## Goal
Copy only what runs from the line containing "query (the noun phrase to segment): gold" to the last line, both included, keeping it exact and omitting pictures.
** START Extracted information **
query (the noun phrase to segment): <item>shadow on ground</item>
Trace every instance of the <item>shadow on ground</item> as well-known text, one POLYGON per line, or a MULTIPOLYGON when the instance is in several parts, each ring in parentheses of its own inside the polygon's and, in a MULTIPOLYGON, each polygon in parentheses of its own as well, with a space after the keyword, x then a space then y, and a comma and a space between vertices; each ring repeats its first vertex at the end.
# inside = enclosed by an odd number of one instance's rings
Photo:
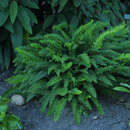
MULTIPOLYGON (((0 82, 0 94, 10 86, 6 82, 0 82)), ((56 123, 47 112, 40 113, 40 104, 36 101, 24 106, 10 104, 9 111, 18 115, 24 126, 24 130, 130 130, 130 95, 123 94, 126 101, 119 103, 111 98, 101 99, 104 108, 104 116, 100 116, 96 109, 87 117, 82 117, 81 124, 76 125, 69 106, 63 111, 61 118, 56 123), (127 107, 128 105, 128 107, 127 107)))

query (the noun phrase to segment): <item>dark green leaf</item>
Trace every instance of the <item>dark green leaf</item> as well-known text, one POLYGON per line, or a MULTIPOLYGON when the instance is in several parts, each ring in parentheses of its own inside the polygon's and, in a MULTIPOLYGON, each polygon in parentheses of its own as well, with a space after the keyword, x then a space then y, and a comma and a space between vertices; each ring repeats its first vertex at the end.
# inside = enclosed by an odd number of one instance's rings
POLYGON ((13 25, 10 20, 7 20, 7 22, 4 24, 4 27, 11 33, 14 33, 13 25))
POLYGON ((9 0, 0 0, 0 6, 3 8, 8 7, 9 0))
POLYGON ((8 12, 0 12, 0 27, 6 22, 8 15, 8 12))
POLYGON ((15 22, 17 13, 18 13, 18 4, 16 1, 12 1, 10 4, 10 20, 12 24, 15 22))
POLYGON ((13 48, 22 45, 22 40, 23 40, 23 29, 19 21, 16 21, 14 24, 14 33, 11 33, 11 42, 13 48))
POLYGON ((21 0, 21 3, 26 7, 39 9, 37 3, 34 0, 21 0))
POLYGON ((19 18, 22 26, 24 27, 24 29, 28 33, 32 34, 31 21, 30 21, 30 17, 28 15, 28 12, 26 11, 26 8, 19 6, 18 18, 19 18))

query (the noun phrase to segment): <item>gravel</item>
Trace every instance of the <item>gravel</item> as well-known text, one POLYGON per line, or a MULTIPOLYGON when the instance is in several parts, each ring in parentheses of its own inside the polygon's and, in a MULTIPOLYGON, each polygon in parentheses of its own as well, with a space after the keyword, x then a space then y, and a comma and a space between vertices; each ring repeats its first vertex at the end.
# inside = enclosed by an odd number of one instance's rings
MULTIPOLYGON (((5 77, 11 74, 12 71, 4 73, 5 77)), ((0 95, 9 87, 7 82, 1 81, 0 95)), ((80 125, 76 125, 69 105, 57 122, 53 121, 53 116, 47 115, 47 110, 40 113, 40 104, 37 101, 23 106, 9 104, 9 112, 20 117, 24 130, 130 130, 130 109, 125 107, 130 104, 130 95, 123 94, 122 98, 126 99, 123 103, 110 97, 102 97, 100 102, 104 108, 104 116, 99 115, 94 108, 87 117, 82 117, 80 125)))

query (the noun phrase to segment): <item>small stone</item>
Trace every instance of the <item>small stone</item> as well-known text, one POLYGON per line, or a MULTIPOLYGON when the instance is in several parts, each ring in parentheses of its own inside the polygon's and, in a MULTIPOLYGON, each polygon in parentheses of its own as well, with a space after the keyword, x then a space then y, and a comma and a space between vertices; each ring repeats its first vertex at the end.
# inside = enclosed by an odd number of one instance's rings
POLYGON ((97 120, 98 119, 98 116, 93 116, 93 120, 97 120))
POLYGON ((25 100, 24 100, 24 97, 21 95, 13 95, 11 97, 11 103, 18 105, 18 106, 21 106, 21 105, 24 105, 25 100))

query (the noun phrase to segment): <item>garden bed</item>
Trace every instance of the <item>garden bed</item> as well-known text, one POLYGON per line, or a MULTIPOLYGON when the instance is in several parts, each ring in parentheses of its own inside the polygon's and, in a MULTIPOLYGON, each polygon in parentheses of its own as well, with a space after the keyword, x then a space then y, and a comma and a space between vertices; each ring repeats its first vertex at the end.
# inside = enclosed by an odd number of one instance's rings
MULTIPOLYGON (((4 79, 11 74, 12 70, 6 71, 0 77, 4 79)), ((0 94, 9 87, 10 85, 1 80, 0 94)), ((76 125, 69 105, 56 123, 52 116, 47 115, 47 112, 40 113, 40 104, 37 101, 32 101, 24 106, 9 104, 9 112, 20 117, 24 130, 130 130, 128 125, 130 121, 129 94, 123 94, 122 99, 124 100, 120 102, 110 97, 102 97, 100 102, 104 108, 104 116, 100 116, 94 108, 93 112, 82 118, 80 125, 76 125)))

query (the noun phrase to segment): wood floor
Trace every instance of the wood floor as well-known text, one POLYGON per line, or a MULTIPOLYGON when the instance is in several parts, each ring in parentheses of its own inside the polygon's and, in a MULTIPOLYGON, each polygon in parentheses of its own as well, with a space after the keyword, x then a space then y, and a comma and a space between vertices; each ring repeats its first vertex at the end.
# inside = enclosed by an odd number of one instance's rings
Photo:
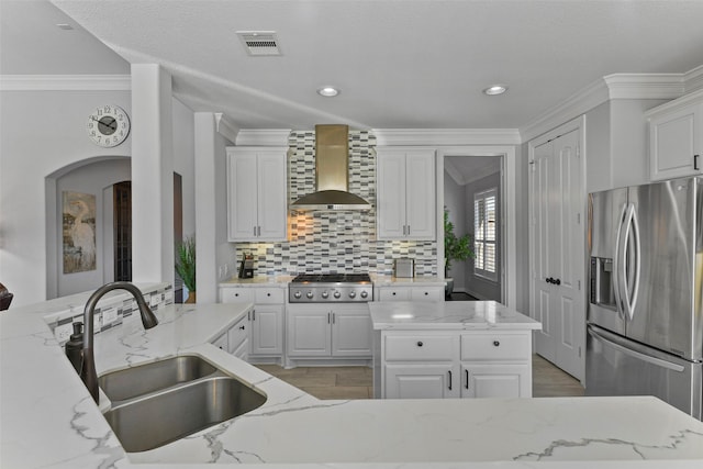
MULTIPOLYGON (((583 395, 583 388, 570 375, 544 358, 533 355, 533 397, 583 395)), ((368 367, 298 367, 287 370, 278 365, 258 368, 317 399, 371 399, 373 377, 368 367)))

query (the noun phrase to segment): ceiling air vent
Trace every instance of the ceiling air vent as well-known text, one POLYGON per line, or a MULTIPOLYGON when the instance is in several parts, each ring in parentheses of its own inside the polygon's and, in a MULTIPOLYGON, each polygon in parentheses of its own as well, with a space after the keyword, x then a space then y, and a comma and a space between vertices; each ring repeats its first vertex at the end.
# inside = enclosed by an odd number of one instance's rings
POLYGON ((281 55, 274 31, 237 31, 237 35, 252 56, 281 55))

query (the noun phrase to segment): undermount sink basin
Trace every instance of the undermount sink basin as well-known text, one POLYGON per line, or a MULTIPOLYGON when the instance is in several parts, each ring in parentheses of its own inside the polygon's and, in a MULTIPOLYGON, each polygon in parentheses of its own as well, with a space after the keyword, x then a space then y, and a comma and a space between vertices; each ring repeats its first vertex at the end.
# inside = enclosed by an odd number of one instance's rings
POLYGON ((266 395, 232 377, 212 377, 126 401, 104 414, 127 453, 158 448, 250 412, 266 395))
POLYGON ((118 403, 215 375, 225 376, 198 356, 181 355, 105 373, 98 378, 98 386, 110 401, 118 403))

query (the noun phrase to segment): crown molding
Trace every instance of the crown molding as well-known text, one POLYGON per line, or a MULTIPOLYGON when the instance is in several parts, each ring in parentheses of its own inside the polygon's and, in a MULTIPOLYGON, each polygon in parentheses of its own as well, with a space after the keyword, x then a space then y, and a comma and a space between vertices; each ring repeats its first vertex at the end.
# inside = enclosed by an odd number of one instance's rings
POLYGON ((603 81, 610 99, 676 99, 685 91, 683 74, 613 74, 603 81))
POLYGON ((379 146, 518 145, 517 129, 373 129, 379 146))
POLYGON ((685 91, 685 74, 613 74, 600 78, 522 127, 522 142, 549 132, 613 99, 676 99, 685 91))
POLYGON ((0 91, 130 91, 130 75, 0 75, 0 91))
POLYGON ((703 89, 703 65, 683 74, 683 82, 687 93, 703 89))
POLYGON ((290 132, 290 129, 242 129, 235 143, 237 146, 288 146, 290 132))
POLYGON ((239 129, 222 112, 215 112, 215 131, 230 142, 237 141, 239 129))

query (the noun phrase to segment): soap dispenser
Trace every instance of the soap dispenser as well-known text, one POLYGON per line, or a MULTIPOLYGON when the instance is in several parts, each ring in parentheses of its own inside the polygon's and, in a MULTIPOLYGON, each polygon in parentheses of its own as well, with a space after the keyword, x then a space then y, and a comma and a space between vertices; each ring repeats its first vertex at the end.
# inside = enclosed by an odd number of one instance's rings
POLYGON ((74 323, 74 333, 66 343, 66 356, 80 375, 83 362, 83 323, 74 323))

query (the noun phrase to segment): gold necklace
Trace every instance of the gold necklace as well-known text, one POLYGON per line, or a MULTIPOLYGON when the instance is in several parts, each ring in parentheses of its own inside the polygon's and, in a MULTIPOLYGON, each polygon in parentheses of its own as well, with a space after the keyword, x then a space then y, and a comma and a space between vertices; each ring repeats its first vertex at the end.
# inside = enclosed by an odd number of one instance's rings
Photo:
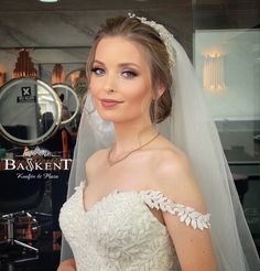
POLYGON ((127 158, 128 158, 130 154, 132 154, 133 152, 139 151, 139 150, 141 150, 143 147, 145 147, 145 145, 148 145, 149 143, 151 143, 153 140, 155 140, 155 139, 159 137, 159 134, 160 134, 160 132, 158 132, 158 133, 156 133, 153 138, 151 138, 148 142, 141 144, 141 145, 138 147, 137 149, 133 149, 132 151, 130 151, 129 153, 127 153, 124 156, 122 156, 122 158, 120 158, 120 159, 118 159, 118 160, 115 160, 115 161, 112 161, 111 158, 110 158, 110 156, 111 156, 111 152, 112 152, 112 150, 113 150, 113 147, 112 147, 112 148, 109 150, 109 152, 108 152, 108 156, 107 156, 108 164, 109 164, 110 166, 112 166, 112 165, 115 165, 115 164, 121 162, 122 160, 127 159, 127 158))

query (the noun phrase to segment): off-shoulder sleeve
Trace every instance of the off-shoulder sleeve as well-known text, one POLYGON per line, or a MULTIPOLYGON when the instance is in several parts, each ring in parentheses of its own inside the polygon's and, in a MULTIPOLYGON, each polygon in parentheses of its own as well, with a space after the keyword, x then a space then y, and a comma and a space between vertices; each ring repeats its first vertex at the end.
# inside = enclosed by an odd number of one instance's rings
** END Extracted information **
## Solution
query (the noun phrase to segment): gold necklace
Trace every instance of the gold necklace as well-known text, one POLYGON per line, or a MULTIPOLYGON when the instance is in several parts, each ring in parentheses of its own inside the polygon's and, in a MULTIPOLYGON, each polygon in parentheses of its own as well, with a space after the keyword, x then a space then y, and a comma and a space between vertices; each ring repeats its first vertex at the end.
# inside = enclosed by an odd number of one instance's rings
Photo:
POLYGON ((127 158, 128 158, 130 154, 132 154, 133 152, 139 151, 139 150, 141 150, 143 147, 145 147, 145 145, 148 145, 149 143, 151 143, 153 140, 155 140, 155 139, 159 137, 159 134, 160 134, 160 132, 158 132, 158 133, 156 133, 153 138, 151 138, 148 142, 141 144, 141 145, 138 147, 137 149, 133 149, 132 151, 130 151, 129 153, 127 153, 124 156, 122 156, 122 158, 120 158, 120 159, 118 159, 118 160, 115 160, 115 161, 112 161, 111 158, 110 158, 110 156, 111 156, 111 152, 112 152, 112 150, 113 150, 113 147, 112 147, 112 148, 109 150, 109 152, 108 152, 108 156, 107 156, 108 164, 109 164, 110 166, 112 166, 112 165, 115 165, 115 164, 121 162, 122 160, 127 159, 127 158))

query (the noun phrase to segment): off-shoulder sleeve
Trace every instance of the off-shoulder sleeve as well-known text, one POLYGON per line, or a MULTIPOLYGON when the instance is in several parts, each ring in parentheses of its own inside the polygon's and, in a MULTIPOLYGON, each polygon in parentheses of its own as well, with a space after the keyword, x then a space then y, and a comma and a space between vertices; each ring repeats its first vertex at the end.
# inside = enclosed by an odd number of one instance's rings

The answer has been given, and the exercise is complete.